Work to be completed —
Gather, from the data below, each line in which the word "shirt" occurs.

::: Supplied data

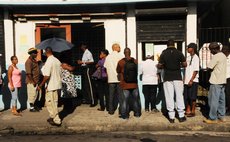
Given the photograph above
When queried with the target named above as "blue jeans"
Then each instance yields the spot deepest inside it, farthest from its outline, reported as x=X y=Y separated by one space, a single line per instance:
x=14 y=96
x=130 y=97
x=114 y=96
x=216 y=101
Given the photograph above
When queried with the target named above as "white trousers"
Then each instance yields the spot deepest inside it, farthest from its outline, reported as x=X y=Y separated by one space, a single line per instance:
x=174 y=92
x=52 y=105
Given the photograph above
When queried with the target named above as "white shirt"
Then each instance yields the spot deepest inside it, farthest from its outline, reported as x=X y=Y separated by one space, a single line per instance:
x=219 y=65
x=149 y=72
x=111 y=66
x=52 y=68
x=192 y=66
x=228 y=66
x=87 y=57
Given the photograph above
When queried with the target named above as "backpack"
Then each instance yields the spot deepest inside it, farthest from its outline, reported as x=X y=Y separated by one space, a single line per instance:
x=130 y=71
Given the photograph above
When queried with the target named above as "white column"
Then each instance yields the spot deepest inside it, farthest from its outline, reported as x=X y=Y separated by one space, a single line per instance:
x=192 y=23
x=9 y=38
x=131 y=31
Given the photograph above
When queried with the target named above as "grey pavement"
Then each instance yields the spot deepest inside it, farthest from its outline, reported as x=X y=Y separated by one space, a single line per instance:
x=86 y=119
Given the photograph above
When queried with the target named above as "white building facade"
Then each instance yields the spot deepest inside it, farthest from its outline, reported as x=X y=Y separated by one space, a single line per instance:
x=142 y=25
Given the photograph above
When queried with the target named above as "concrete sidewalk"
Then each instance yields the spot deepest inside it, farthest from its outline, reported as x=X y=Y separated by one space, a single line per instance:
x=86 y=119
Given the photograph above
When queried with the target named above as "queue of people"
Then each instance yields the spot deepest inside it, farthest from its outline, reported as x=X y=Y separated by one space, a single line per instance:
x=116 y=79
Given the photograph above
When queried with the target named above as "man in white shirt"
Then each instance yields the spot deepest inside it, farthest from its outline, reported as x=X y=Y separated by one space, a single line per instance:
x=114 y=88
x=52 y=74
x=87 y=88
x=148 y=70
x=216 y=94
x=191 y=81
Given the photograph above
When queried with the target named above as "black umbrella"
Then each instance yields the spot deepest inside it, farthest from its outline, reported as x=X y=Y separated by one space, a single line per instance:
x=57 y=44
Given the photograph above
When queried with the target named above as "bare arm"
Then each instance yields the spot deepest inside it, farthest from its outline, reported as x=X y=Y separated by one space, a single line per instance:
x=184 y=64
x=10 y=70
x=68 y=67
x=192 y=78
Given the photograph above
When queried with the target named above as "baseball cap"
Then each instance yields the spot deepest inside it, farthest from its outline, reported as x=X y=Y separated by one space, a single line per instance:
x=32 y=50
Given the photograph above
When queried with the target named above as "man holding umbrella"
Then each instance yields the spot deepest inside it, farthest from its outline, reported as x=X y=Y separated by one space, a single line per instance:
x=52 y=73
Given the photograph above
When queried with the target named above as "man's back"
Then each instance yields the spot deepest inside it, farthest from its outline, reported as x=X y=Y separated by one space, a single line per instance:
x=52 y=68
x=111 y=65
x=171 y=59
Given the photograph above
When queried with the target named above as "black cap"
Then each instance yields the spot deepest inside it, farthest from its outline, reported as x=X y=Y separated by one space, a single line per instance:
x=192 y=45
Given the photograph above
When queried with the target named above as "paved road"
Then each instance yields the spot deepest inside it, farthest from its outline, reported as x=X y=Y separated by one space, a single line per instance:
x=124 y=137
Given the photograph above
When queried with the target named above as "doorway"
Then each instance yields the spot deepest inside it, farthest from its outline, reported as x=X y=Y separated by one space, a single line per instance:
x=46 y=31
x=91 y=33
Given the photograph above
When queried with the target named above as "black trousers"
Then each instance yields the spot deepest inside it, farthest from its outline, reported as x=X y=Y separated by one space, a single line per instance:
x=227 y=94
x=190 y=93
x=87 y=87
x=150 y=92
x=103 y=93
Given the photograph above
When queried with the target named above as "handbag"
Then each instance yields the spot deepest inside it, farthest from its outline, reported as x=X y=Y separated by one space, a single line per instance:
x=97 y=74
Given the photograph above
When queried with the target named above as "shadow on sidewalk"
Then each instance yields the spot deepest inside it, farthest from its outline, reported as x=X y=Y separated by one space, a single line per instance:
x=69 y=106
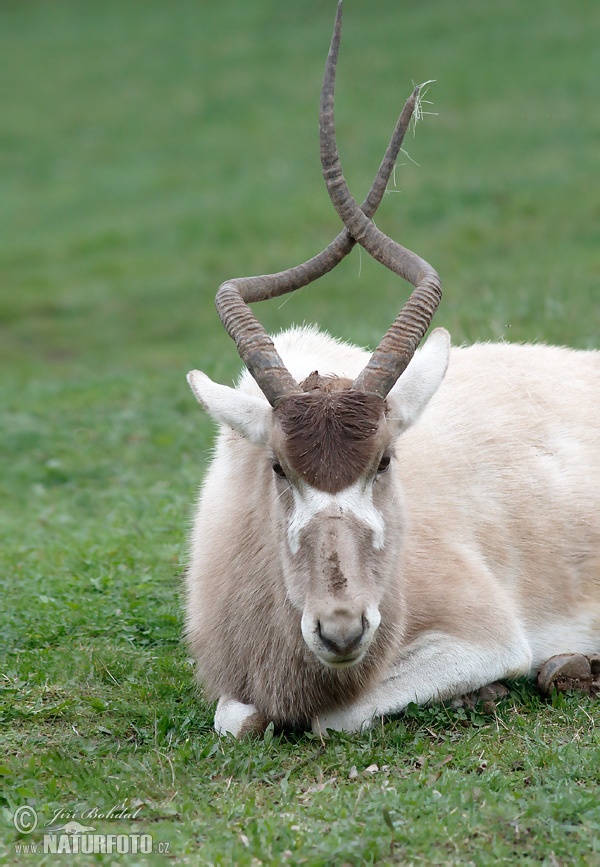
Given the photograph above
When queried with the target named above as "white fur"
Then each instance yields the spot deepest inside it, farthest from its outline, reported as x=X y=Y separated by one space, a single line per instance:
x=231 y=715
x=495 y=485
x=356 y=500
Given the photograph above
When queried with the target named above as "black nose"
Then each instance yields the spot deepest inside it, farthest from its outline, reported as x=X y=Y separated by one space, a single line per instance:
x=342 y=641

::::::

Solution to the exercise —
When queried with the target named above as "white shirt"
When queried with the target named above as "man in white shirt"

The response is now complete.